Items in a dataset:
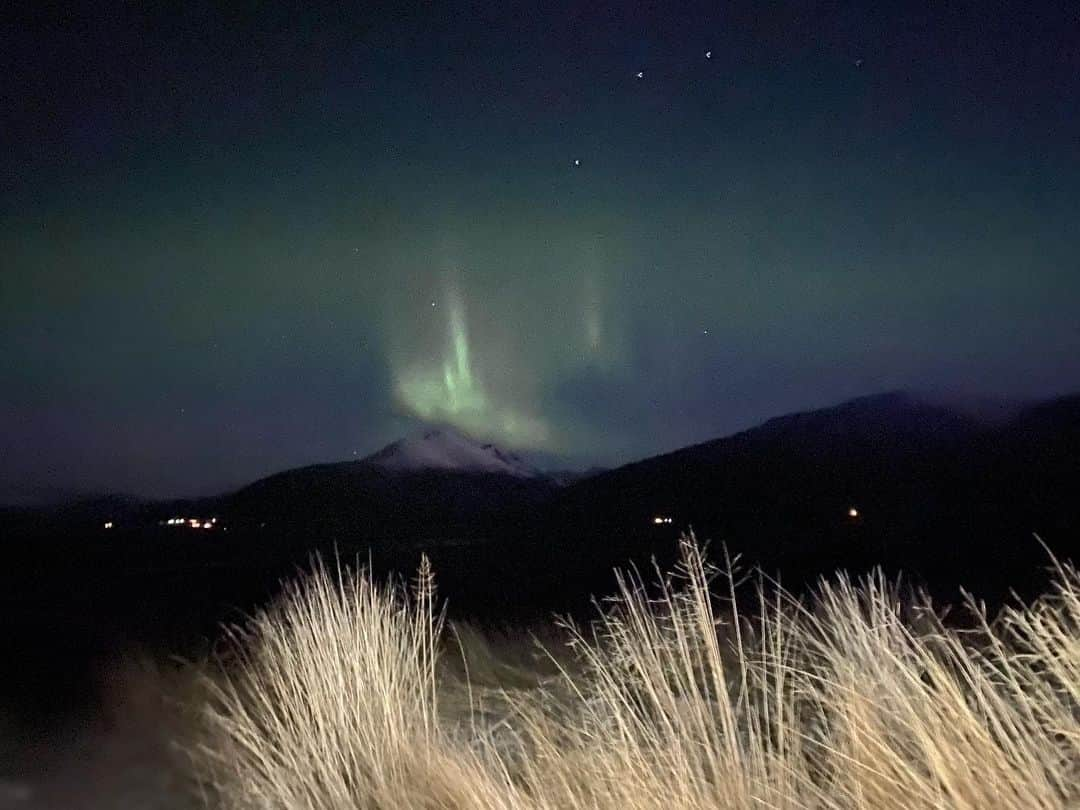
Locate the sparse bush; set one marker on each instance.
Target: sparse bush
(340, 697)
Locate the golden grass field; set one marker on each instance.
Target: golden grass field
(349, 693)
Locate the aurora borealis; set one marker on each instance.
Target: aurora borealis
(234, 243)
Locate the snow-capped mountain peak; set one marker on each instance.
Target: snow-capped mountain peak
(444, 448)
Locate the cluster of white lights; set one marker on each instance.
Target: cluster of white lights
(194, 523)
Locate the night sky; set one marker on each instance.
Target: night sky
(234, 243)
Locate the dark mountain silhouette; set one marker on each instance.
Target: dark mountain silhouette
(890, 480)
(937, 494)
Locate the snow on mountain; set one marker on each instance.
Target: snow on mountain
(447, 449)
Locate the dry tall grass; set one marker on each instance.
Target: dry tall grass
(341, 697)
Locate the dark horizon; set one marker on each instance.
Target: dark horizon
(239, 243)
(987, 410)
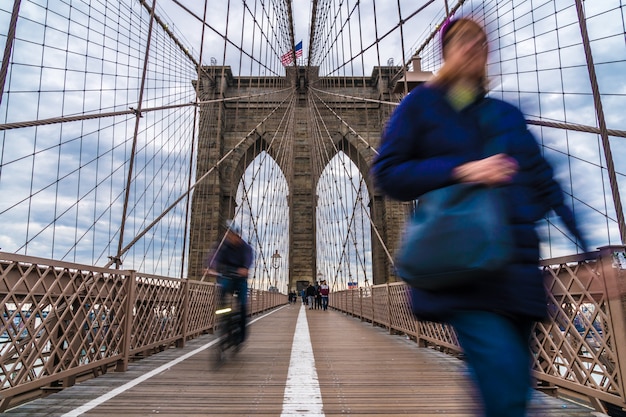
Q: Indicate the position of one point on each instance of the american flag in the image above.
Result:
(289, 57)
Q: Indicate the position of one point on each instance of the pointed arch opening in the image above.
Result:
(262, 211)
(343, 231)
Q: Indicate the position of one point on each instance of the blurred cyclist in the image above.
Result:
(231, 263)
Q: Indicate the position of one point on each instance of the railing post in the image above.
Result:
(388, 307)
(613, 268)
(122, 364)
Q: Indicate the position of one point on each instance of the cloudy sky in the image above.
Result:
(63, 183)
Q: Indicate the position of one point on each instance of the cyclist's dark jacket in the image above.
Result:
(230, 257)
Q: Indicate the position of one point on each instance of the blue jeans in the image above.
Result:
(498, 354)
(229, 286)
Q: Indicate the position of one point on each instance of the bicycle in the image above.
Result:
(228, 321)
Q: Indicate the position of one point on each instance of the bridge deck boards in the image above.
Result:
(362, 371)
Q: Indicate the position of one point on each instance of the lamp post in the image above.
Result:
(276, 264)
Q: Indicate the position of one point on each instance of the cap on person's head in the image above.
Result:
(233, 227)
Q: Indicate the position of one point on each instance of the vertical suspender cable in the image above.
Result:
(608, 156)
(117, 258)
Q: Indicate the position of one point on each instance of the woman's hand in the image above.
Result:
(494, 170)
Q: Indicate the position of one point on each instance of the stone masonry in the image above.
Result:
(223, 124)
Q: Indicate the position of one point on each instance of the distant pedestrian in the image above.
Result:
(324, 291)
(310, 295)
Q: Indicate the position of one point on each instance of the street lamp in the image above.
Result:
(276, 264)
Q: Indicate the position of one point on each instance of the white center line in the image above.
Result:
(123, 388)
(302, 397)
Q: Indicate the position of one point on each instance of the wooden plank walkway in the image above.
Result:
(361, 370)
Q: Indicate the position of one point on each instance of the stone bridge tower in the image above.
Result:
(226, 123)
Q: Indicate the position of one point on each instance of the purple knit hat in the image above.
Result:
(445, 28)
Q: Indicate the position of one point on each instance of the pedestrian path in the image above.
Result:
(297, 362)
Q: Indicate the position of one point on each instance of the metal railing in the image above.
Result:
(62, 321)
(582, 348)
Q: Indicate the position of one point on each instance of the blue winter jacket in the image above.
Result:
(424, 140)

What you will do -
Repeat word for word the stretch from the line containing "tower in the image above." through the end of the items, including both of those lines.

Completed task -
Q: Indicate the position of one point on each instance of the stone bridge tower in the image above.
Result:
(226, 123)
Q: Indicate the position of one point on each instance of the purple knit hat in the image above.
Result:
(445, 28)
Q: Indicate the position of one point on each instance of the pedestrian path in the image above.
Result:
(297, 362)
Q: Indicate the position of one point on each instance of the metal railing in the image above.
Result:
(62, 321)
(582, 348)
Q: Indicate the position of one point on each instance of the blue winter jacket in the image above.
Result:
(424, 140)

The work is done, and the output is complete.